Activity
Of the records that follow, copy only the lines from the line containing "Target: cab roof" to the line containing "the white pickup", both included, exactly as written.

Material shown
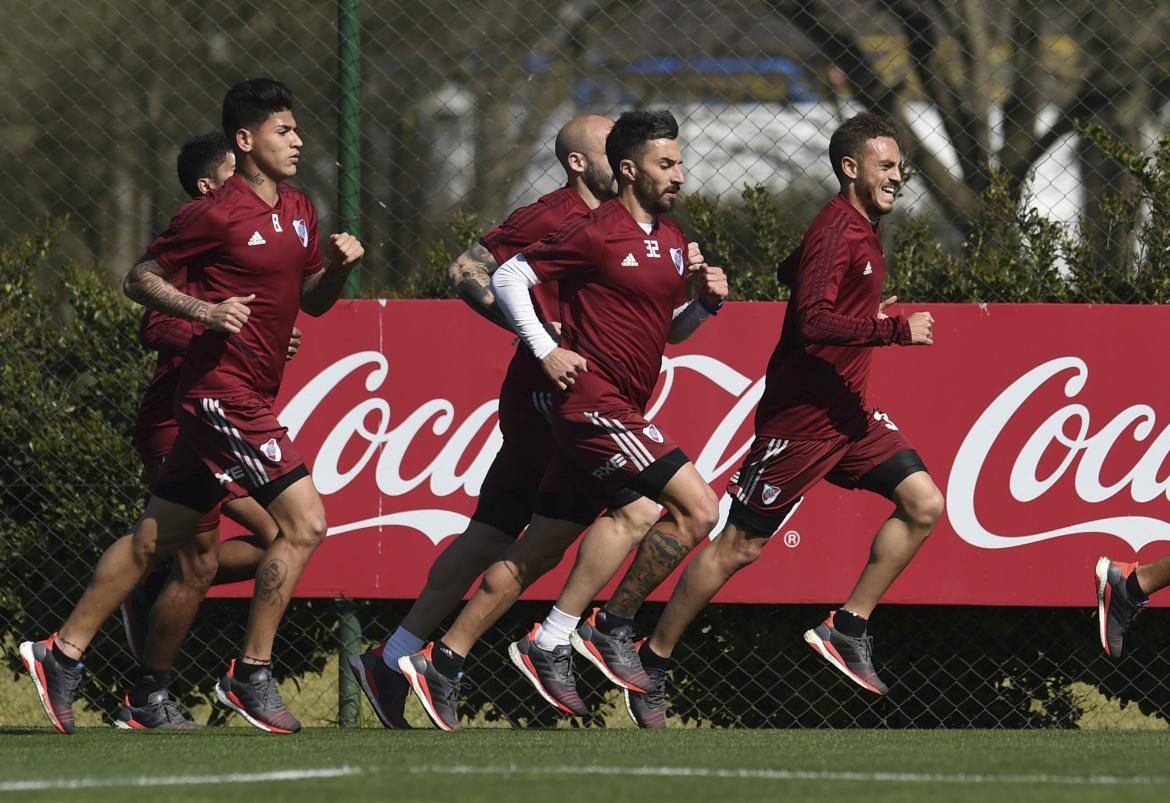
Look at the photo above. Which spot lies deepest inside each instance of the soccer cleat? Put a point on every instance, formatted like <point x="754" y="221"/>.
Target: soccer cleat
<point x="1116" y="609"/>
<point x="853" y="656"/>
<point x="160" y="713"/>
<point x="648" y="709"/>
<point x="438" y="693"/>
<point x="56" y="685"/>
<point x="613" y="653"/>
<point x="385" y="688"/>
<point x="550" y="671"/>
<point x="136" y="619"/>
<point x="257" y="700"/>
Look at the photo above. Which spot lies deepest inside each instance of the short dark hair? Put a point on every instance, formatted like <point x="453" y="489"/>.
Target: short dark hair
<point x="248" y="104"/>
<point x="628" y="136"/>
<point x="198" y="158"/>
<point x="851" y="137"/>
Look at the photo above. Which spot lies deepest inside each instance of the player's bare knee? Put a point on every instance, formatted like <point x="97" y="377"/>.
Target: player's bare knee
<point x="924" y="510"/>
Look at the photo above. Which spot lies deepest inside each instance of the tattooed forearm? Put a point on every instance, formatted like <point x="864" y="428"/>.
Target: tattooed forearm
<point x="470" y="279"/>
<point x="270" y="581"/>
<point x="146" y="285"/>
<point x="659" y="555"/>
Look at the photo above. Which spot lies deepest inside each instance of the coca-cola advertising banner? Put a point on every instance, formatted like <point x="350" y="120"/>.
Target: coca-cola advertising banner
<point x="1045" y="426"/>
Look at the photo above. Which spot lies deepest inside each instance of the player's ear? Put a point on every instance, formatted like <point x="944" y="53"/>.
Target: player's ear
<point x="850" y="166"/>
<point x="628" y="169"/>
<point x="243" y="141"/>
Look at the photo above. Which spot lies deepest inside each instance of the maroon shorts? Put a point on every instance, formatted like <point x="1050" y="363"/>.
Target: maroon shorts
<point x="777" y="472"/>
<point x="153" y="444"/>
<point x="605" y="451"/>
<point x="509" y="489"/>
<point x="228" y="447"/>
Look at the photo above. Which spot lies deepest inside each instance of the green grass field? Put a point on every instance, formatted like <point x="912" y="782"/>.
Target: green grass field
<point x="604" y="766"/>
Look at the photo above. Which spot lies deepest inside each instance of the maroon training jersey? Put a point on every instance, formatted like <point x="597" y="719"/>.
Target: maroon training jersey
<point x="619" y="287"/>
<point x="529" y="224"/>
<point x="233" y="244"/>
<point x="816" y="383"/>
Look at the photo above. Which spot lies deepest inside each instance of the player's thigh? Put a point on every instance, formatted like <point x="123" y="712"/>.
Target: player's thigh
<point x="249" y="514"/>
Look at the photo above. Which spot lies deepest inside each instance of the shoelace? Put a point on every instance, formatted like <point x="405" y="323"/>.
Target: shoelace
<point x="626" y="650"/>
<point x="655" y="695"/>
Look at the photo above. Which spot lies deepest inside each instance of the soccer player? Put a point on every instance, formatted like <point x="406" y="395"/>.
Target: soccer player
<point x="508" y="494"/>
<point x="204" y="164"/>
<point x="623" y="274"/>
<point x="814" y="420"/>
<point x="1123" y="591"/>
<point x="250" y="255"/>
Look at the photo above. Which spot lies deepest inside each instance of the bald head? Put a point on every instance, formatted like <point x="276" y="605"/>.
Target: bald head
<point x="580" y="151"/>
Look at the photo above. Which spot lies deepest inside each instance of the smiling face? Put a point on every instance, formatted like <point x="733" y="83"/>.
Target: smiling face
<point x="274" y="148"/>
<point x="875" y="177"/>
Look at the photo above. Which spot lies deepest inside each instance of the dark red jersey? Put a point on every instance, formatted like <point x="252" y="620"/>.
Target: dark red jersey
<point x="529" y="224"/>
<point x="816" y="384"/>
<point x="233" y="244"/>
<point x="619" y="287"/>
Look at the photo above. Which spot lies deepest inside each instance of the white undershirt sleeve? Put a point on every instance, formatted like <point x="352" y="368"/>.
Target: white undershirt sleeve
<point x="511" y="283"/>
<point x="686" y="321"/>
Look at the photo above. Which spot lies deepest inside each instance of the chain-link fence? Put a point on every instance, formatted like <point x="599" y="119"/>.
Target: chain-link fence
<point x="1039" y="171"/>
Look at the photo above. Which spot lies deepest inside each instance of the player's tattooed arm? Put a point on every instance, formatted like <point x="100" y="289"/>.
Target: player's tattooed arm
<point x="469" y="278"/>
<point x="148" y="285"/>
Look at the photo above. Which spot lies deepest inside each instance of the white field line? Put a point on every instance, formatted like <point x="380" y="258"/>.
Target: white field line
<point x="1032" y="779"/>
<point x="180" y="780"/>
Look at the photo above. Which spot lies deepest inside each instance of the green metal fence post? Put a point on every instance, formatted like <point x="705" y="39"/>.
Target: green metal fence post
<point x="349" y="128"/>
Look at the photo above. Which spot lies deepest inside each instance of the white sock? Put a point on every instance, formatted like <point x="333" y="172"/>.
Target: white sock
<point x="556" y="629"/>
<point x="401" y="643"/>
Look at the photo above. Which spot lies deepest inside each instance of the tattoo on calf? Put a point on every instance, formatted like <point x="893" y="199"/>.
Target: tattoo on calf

* * *

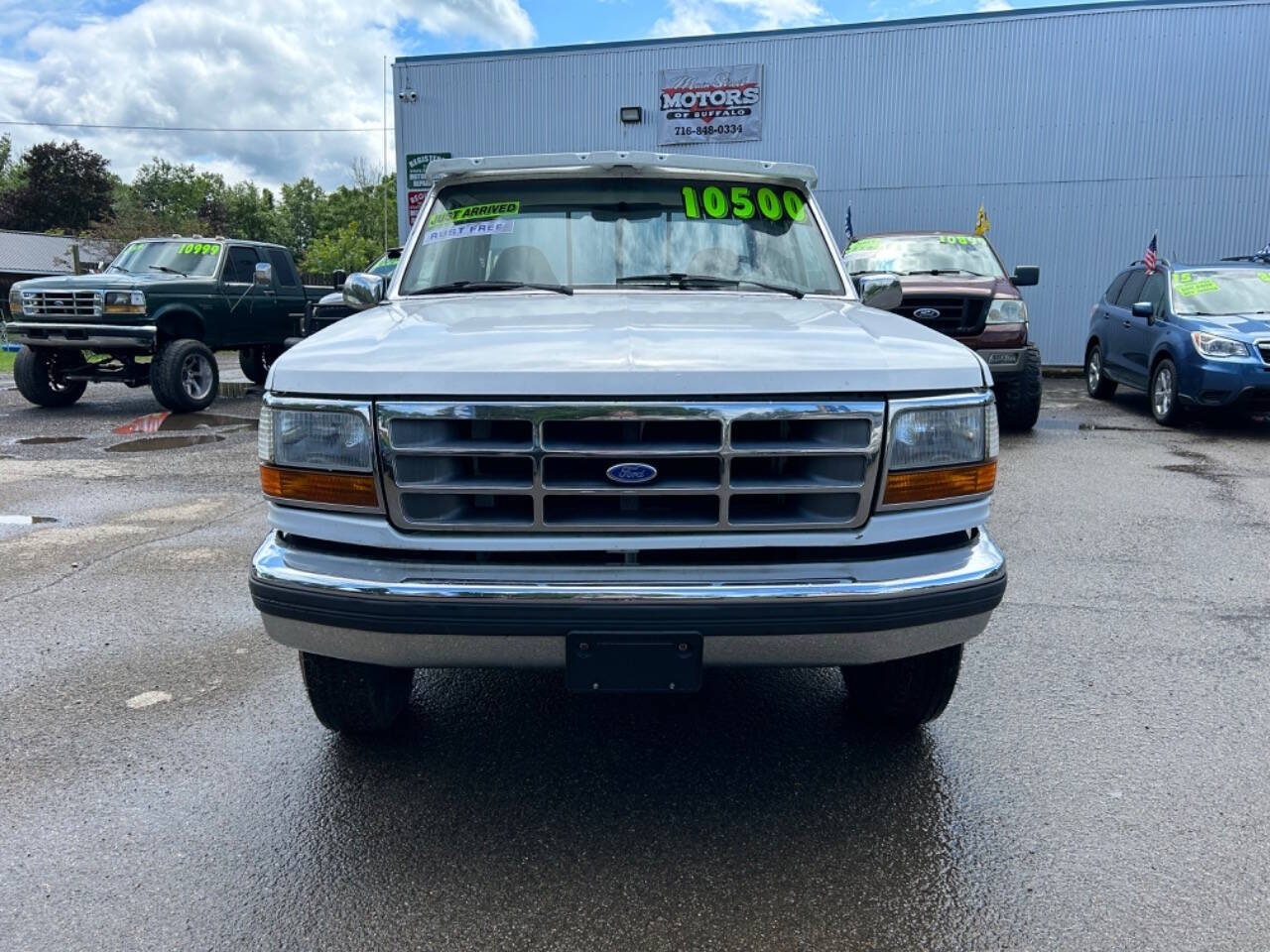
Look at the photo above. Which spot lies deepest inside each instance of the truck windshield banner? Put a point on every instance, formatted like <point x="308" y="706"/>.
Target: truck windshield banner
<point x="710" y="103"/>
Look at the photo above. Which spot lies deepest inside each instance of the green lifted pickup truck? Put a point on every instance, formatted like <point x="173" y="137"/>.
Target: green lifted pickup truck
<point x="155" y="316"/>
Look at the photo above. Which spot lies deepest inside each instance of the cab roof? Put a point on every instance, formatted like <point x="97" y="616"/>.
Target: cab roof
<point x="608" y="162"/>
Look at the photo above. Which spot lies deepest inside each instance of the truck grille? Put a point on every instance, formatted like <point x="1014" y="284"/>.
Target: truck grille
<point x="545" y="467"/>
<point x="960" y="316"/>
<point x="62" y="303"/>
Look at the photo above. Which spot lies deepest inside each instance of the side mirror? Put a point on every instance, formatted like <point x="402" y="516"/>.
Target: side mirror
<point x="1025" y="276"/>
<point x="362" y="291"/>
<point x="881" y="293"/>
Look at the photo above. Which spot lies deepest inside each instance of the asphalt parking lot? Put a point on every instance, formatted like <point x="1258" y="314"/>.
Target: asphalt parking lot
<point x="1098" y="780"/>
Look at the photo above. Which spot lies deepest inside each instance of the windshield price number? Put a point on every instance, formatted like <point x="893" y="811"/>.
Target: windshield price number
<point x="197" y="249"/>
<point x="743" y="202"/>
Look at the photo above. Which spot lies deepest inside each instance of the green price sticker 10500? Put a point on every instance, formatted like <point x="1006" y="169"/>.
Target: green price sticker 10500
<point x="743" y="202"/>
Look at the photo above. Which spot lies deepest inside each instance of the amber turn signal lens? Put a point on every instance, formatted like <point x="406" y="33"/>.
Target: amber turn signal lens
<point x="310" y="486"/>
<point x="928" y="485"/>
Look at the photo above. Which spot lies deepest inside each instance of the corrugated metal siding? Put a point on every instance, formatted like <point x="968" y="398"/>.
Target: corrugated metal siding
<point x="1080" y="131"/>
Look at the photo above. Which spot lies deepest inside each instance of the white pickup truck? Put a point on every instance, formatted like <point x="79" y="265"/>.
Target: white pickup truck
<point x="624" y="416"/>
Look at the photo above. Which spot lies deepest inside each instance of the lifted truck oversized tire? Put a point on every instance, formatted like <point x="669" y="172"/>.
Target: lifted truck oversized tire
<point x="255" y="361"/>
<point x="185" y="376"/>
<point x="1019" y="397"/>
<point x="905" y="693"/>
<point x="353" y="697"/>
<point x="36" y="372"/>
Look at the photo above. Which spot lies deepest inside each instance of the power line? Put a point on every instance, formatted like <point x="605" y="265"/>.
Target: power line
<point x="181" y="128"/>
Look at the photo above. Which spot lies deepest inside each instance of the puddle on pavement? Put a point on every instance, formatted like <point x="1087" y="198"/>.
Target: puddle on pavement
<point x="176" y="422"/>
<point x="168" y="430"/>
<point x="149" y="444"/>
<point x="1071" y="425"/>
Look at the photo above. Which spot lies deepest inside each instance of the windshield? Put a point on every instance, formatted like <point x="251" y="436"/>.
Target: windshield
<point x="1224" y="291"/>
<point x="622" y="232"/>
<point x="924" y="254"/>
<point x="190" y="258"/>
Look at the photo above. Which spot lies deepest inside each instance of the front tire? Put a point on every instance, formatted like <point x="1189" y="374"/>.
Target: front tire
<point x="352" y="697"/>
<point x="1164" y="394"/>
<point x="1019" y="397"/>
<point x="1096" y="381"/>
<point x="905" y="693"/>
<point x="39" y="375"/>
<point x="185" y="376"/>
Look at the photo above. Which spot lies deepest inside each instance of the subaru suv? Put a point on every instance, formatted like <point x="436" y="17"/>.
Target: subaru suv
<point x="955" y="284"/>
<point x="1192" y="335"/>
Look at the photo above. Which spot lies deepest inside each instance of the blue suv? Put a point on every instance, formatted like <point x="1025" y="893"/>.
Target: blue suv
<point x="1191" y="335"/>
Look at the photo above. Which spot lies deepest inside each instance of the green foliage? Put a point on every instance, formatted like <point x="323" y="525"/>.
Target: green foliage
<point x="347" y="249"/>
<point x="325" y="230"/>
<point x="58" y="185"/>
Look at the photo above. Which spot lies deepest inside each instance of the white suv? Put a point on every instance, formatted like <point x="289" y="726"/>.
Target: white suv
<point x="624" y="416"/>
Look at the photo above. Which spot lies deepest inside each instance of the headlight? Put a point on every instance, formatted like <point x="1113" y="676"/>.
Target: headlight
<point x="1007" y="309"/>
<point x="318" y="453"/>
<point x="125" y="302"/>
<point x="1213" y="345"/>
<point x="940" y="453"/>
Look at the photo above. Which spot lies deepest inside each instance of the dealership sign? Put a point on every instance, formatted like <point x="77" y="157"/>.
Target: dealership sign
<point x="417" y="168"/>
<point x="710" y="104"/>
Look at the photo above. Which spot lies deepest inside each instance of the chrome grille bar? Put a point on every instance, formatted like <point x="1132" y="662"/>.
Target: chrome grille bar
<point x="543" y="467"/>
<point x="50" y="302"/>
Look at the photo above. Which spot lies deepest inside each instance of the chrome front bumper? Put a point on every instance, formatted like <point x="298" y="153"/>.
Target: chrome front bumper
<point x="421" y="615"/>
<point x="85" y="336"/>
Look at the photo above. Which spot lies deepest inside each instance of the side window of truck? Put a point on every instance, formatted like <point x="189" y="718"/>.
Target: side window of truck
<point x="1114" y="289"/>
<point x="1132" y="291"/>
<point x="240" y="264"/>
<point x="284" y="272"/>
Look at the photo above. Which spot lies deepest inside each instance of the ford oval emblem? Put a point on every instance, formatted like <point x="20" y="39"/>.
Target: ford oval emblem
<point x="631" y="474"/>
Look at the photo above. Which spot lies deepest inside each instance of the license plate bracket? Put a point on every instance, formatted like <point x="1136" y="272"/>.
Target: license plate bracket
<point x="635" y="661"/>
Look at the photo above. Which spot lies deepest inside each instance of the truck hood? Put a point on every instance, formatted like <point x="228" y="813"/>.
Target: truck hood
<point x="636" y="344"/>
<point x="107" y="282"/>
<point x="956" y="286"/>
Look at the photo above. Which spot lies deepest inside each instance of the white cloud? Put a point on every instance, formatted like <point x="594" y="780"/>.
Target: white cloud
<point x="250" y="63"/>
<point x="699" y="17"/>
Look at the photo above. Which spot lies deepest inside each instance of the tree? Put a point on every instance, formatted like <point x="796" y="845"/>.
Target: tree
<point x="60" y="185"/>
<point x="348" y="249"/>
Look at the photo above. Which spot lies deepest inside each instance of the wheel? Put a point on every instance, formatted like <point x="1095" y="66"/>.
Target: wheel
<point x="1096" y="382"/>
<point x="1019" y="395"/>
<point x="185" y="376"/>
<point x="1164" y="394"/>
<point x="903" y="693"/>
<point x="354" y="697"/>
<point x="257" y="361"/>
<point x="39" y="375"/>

Result of the task
Target: cab roof
<point x="608" y="162"/>
Look at the photo above. Which spot lies deepest inside each instance of the truck grille? Put a point on every instance, formatted like <point x="1014" y="284"/>.
Target: truck grille
<point x="545" y="467"/>
<point x="960" y="316"/>
<point x="62" y="303"/>
Look at the photo above. Which spot lies deepest inside each instance of the side mirror? Put a point on every instance, formatted like <point x="402" y="516"/>.
Target: side mirror
<point x="1025" y="276"/>
<point x="362" y="291"/>
<point x="881" y="293"/>
Look at the photo above. Which spot lies deepest inside each instance of the asphalt parking lot? Put a point on every instance, formatted like <point x="1258" y="314"/>.
Target: asphalt parking lot
<point x="1098" y="780"/>
Look at the photo above. Which spot lies deepest inside each instance of the windshield price number? Put a point on every instance, formatted like <point x="893" y="811"/>.
Target: windshield price number
<point x="197" y="249"/>
<point x="743" y="202"/>
Look at the photo above. Which spot lies deepest inside each instance of the green price sticker 10500? Put a point on every instance, formatted like <point x="1006" y="169"/>.
Target: green price sticker 10500
<point x="743" y="202"/>
Look at the photo above. Which spot lies deepest inside each instance of the amber turn signal lens? Put a point on every instance, formatted like <point x="406" y="33"/>.
Target: amber turn signal lens
<point x="310" y="486"/>
<point x="928" y="485"/>
Look at the photo above. Which spot lies deepest inside each instance of the corrugated metal siding? Put a point on every instance, formatted like <point x="968" y="398"/>.
Target: corrugated metal siding
<point x="1080" y="131"/>
Look at the photo above. Which spot lies deepest inside each instance of the white pickup truck? Put a point on every instance, formatted like <point x="79" y="265"/>.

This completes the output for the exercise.